→ **EXERCISE PROMPT**: After locating the line that contains "Objective — for every instance of the bare", transcribe exactly that line and each one after it until the data ends, skipping pictures.

(Image-grounded pointing data)
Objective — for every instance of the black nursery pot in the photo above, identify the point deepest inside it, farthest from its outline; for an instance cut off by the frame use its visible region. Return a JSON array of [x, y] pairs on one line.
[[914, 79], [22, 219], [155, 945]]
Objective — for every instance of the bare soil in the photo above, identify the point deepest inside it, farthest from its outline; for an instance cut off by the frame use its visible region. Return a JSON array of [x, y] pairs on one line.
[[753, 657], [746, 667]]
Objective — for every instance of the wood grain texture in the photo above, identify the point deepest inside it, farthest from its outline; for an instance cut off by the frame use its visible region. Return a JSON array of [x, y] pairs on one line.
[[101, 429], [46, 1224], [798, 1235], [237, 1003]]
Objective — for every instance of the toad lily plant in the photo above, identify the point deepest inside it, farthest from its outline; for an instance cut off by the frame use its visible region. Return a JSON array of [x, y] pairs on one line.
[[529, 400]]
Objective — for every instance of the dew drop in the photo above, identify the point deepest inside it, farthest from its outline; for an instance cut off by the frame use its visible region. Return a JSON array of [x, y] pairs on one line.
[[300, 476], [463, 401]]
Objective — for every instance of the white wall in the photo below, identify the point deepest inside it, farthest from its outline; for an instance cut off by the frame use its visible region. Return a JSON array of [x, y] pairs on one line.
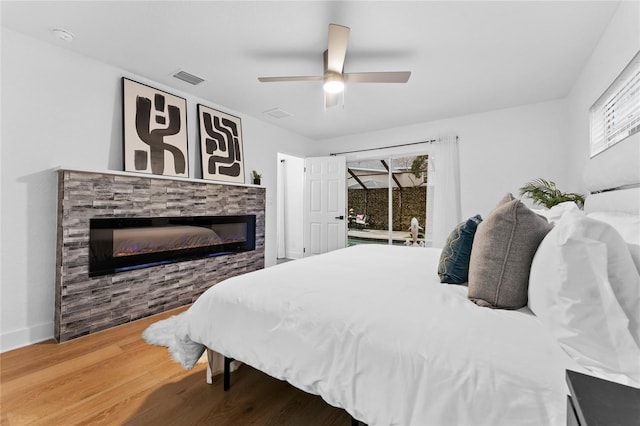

→ **RESULT BELOW**:
Objective — for every instance of the bare soil in the photo above, identify the point deepest inside it, farthest from its outline; for an instance cut off by the frame use its visible region. Return a JSON array of [x, y] pairs on one line.
[[753, 657], [746, 667]]
Objective — for every instance of the wood grain texture in the photo above, identify the point deepest inside it, farthest from its outline; for an instance cut off by the frame use its visible region. Return a JSON array of [x, y] pairs on one line.
[[101, 429], [46, 1224], [798, 1235], [237, 1003]]
Objective — for every instance of the toad lily plant in the photo above, identify the point deepest inside it, farthest from its outline; for an instance cut off by the frame use its visible region. Return a JSON array of [x, y] pairs on one line.
[[529, 400]]
Objective — for every instance of the dew drop in the photo above, identify the point deepest inside it, farthest from its outline; for an instance cut off by the frame use its visible region. Return a JSON array of [x, y] pairs on one line.
[[300, 476], [463, 401]]
Objective — for every instance of the white wall in the photo below, identify the point deepest inside it, farthest from its outline; for an instance cut off by the frame use its visible region. Return a JSON array of [x, y] pairs on one line.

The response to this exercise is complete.